_WORK INSTRUCTIONS_
Please rewrite every one of the records below, changing "Could you point out" to "Please mark" wherever it occurs and leaving everything else unchanged. Leave the images out of your answer.
— Begin GIVEN DATA —
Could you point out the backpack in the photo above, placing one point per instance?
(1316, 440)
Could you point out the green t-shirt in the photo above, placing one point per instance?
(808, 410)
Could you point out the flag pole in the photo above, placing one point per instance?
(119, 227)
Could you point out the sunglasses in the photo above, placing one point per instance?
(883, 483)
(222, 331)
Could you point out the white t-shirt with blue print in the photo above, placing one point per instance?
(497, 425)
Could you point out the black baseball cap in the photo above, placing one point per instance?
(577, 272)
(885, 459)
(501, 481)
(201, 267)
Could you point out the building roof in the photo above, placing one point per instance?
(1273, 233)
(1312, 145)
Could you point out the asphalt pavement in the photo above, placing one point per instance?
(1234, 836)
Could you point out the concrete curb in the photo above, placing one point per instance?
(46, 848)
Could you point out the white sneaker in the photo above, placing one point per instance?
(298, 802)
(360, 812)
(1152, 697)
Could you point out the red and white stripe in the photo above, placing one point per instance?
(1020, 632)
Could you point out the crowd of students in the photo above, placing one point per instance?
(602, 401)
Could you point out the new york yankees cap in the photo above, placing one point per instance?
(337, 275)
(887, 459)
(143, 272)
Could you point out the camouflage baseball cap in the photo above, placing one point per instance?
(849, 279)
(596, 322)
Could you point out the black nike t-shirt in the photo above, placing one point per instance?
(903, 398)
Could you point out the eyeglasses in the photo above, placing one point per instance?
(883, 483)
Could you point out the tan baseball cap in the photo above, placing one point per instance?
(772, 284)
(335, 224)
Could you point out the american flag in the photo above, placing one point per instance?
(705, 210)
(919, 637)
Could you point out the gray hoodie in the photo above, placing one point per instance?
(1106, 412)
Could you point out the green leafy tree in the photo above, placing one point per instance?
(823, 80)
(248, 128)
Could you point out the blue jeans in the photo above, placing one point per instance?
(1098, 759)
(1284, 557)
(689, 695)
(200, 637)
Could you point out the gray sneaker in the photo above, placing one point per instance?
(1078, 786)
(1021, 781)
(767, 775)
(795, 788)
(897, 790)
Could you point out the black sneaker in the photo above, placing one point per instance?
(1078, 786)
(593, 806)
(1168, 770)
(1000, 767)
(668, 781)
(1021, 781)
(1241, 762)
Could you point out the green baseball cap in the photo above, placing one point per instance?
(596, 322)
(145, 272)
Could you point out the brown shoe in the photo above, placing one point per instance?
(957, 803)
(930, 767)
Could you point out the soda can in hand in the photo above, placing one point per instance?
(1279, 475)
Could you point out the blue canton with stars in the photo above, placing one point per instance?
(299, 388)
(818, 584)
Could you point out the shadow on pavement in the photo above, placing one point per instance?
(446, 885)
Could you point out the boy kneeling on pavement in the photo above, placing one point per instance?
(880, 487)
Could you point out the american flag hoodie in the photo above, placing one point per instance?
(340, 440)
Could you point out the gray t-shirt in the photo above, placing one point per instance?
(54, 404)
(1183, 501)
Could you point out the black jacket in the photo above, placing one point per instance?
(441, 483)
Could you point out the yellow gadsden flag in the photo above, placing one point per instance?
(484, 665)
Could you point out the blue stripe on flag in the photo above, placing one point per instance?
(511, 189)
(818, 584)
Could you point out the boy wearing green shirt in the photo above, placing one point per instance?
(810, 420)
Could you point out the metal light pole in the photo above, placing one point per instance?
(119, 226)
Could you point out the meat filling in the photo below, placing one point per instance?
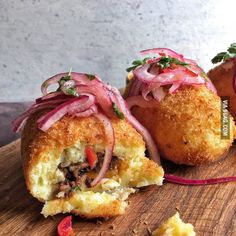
(76, 175)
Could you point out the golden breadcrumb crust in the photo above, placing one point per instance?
(41, 152)
(66, 133)
(222, 78)
(187, 126)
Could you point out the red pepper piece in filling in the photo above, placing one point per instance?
(64, 228)
(91, 157)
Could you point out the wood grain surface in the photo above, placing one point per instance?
(211, 209)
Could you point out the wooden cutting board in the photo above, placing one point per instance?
(211, 209)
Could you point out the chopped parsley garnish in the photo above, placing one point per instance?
(116, 110)
(165, 62)
(91, 77)
(137, 63)
(69, 90)
(224, 56)
(75, 188)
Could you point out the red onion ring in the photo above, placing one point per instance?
(110, 136)
(73, 106)
(196, 182)
(162, 52)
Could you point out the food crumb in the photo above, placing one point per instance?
(177, 209)
(149, 231)
(111, 227)
(99, 222)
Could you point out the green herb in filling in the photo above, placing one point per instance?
(224, 56)
(116, 110)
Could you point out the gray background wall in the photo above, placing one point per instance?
(41, 38)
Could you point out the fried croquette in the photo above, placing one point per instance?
(49, 158)
(187, 126)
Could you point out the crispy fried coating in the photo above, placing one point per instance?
(222, 78)
(187, 126)
(42, 153)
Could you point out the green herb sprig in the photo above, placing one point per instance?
(75, 188)
(137, 63)
(118, 113)
(90, 77)
(165, 62)
(224, 56)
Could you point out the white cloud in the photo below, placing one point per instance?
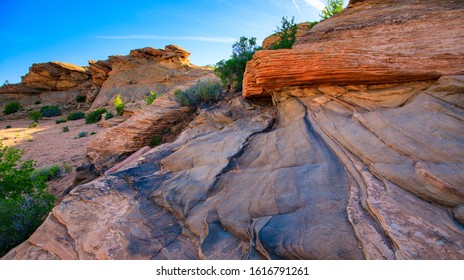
(318, 4)
(177, 38)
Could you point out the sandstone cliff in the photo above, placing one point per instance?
(363, 159)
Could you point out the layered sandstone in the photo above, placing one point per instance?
(345, 170)
(55, 76)
(371, 42)
(143, 70)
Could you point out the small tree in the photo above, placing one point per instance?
(287, 34)
(231, 71)
(24, 199)
(332, 7)
(119, 105)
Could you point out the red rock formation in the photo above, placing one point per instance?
(55, 76)
(381, 44)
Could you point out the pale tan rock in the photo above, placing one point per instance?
(55, 76)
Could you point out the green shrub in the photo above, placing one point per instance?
(24, 200)
(81, 134)
(75, 116)
(332, 7)
(95, 116)
(108, 115)
(35, 115)
(204, 92)
(12, 107)
(67, 168)
(81, 98)
(150, 98)
(231, 71)
(287, 34)
(50, 111)
(155, 141)
(119, 105)
(47, 173)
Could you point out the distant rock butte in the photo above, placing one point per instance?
(354, 169)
— End GIVEN DATA —
_EXERCISE RESULT_
Please mark the backpack in the photo above, placing one point per instance?
(1316, 440)
Please mark the green t-shirt in the photo above, placing one point per instance?
(808, 410)
Please mark the flag pole in the photo above, placing one point per instance?
(119, 227)
Please mark the sunglasses in the photo above, placing one point per instance?
(883, 483)
(222, 331)
Please mark the white t-shirt with blue print in the photo above, placing one point per instance?
(497, 425)
Please mark the black baseball cap in the photo above, placing one point per instance?
(577, 272)
(885, 459)
(501, 481)
(201, 267)
Please mark the building roof in the photo above, placing one point per instance?
(1273, 233)
(1312, 145)
Please mark the asphalt pavement in the photo above, placing one point per instance?
(1234, 836)
Please mark the concrete curb in the photo above, placing one point per instance?
(46, 848)
Please mark the white sneaker in the photo above, placing one point per instance?
(298, 802)
(360, 812)
(1152, 697)
Please mark the red and white stripe in the photo above, placing one point per instance?
(1020, 632)
Please mark the crowd of students in the photo above, placing one point per instance?
(602, 401)
Please mark the new york yankees cap in the photo above, placing one point per instance?
(337, 275)
(887, 459)
(143, 272)
Please mark the camouflage baseball cap in the photo above, placing one point per instance?
(849, 279)
(596, 322)
Please mark the black nike t-shirt in the photo above, placing one point per instance?
(903, 398)
Please mark the eyeglasses in the photo above, placing one point per instance?
(883, 483)
Please mark the tan baseball cap in the photo above, placing one point per instance?
(772, 284)
(335, 224)
Please mark the american flag in the photo above, placing one point per instance?
(705, 210)
(919, 637)
Please mark the gray hoodie in the photo above, placing one point per instance?
(1106, 412)
Please mark the green leafy tree in the photo above, placing one point per instance?
(823, 80)
(248, 128)
Please mark the blue jeans in the photo above, placing one point per instance?
(1098, 759)
(1284, 557)
(689, 695)
(200, 637)
Please mark the gray sneaker in the photo above, placing one point per instance?
(1078, 786)
(1021, 781)
(767, 775)
(795, 788)
(897, 790)
Please mark the black sneaker in the photo above, placing one point per instance?
(1078, 786)
(593, 806)
(1168, 770)
(1000, 767)
(668, 781)
(1021, 781)
(1241, 762)
Please mark the green baseball cap in the photo above, placing one point per instance?
(596, 322)
(145, 272)
Please mark the brown shoe in the photo above, placing one point per instance?
(957, 803)
(930, 767)
Please mark the soda can in hand in the photo above, placing one point per instance?
(1279, 475)
Please mark the blue canton with stars in the photo above, placing one point per instance?
(299, 388)
(818, 584)
Please mark the shadow on pavement in the photo above, placing one point per instance?
(446, 885)
Please mark the boy kneeling on pavement in the photo above, placing one point per instance?
(880, 487)
Please mark the american flag hoodie in the photo above, placing one point per instance?
(340, 440)
Please mark the gray t-shirt in the photo above, placing one point per instance?
(54, 404)
(1183, 501)
Please mark the black jacket in the photo above, placing one point per instance?
(441, 483)
Please mark the yellow gadsden flag in the photo above, placing one point per instance?
(484, 665)
Please mark the blue stripe on flag in the photo above, placing one point per instance?
(511, 189)
(818, 584)
Please mark the boy wearing green shirt in the photo above, placing one point per instance?
(810, 420)
Please mark the metal light pole in the photo above, placing one point per instance?
(119, 226)
Please mark the meat filling in the photo below, placing one point per instance?
(76, 175)
Please mark the golden breadcrumb crust in the photo above, placing one point per instance?
(41, 152)
(66, 133)
(222, 78)
(187, 126)
Please mark the red pepper piece in filling in the photo above, placing one point per instance?
(64, 228)
(91, 157)
Please mark the wood grain surface in the photo above, placing one point per instance?
(211, 209)
Please mark the wooden cutting board in the photo above, placing one point per instance?
(211, 209)
Please mark the chopped parsley garnish in the photo above, placing one point per instance?
(116, 110)
(165, 62)
(91, 77)
(137, 63)
(69, 90)
(224, 56)
(75, 188)
Please mark the red onion ring in the photo above, placing one point per instance?
(110, 136)
(73, 106)
(196, 182)
(162, 52)
Please mark the food crumb in the photo above, placing one point per instance?
(177, 209)
(149, 231)
(111, 227)
(99, 222)
Please mark the green herb in filling in the photo above, placing one point per instance?
(224, 56)
(116, 110)
Please mark the gray background wall in the photo above, placing one point per instance?
(41, 38)
Please mark the fried croquette in the photo above, placing one point per instance?
(49, 158)
(187, 126)
Please mark the crispy fried coating in the photo above, placing one point per instance?
(222, 78)
(187, 126)
(42, 153)
Please mark the green herb sprig in the photo above, placing one point per instance?
(75, 188)
(137, 63)
(118, 113)
(90, 77)
(165, 62)
(224, 56)
Please mark the white cloud in the photo below, placing one point per instance?
(318, 4)
(177, 38)
Please mark the sandstone cliff in the photo above, placing one point per instance?
(363, 159)
Please mark the layered sandstone in the photo above, placing one point per instance?
(345, 170)
(55, 76)
(371, 42)
(143, 70)
Please mark the small tree in the photo above, placing one point per instance?
(287, 34)
(231, 71)
(24, 199)
(332, 7)
(119, 105)
Please mark the red rock formation in the photo above, placing one point per instance?
(55, 76)
(381, 44)
Please mark the pale tan rock in the photo above, placing one point per instance?
(55, 76)
Please mark the green shrub in the photo above, placing one point per instance?
(24, 200)
(81, 134)
(75, 116)
(332, 7)
(95, 116)
(108, 115)
(35, 115)
(204, 92)
(12, 107)
(67, 168)
(81, 98)
(150, 98)
(231, 71)
(287, 34)
(50, 111)
(155, 141)
(119, 105)
(47, 173)
Please mark the distant rock butte in the photo above, placing one point per instance?
(354, 169)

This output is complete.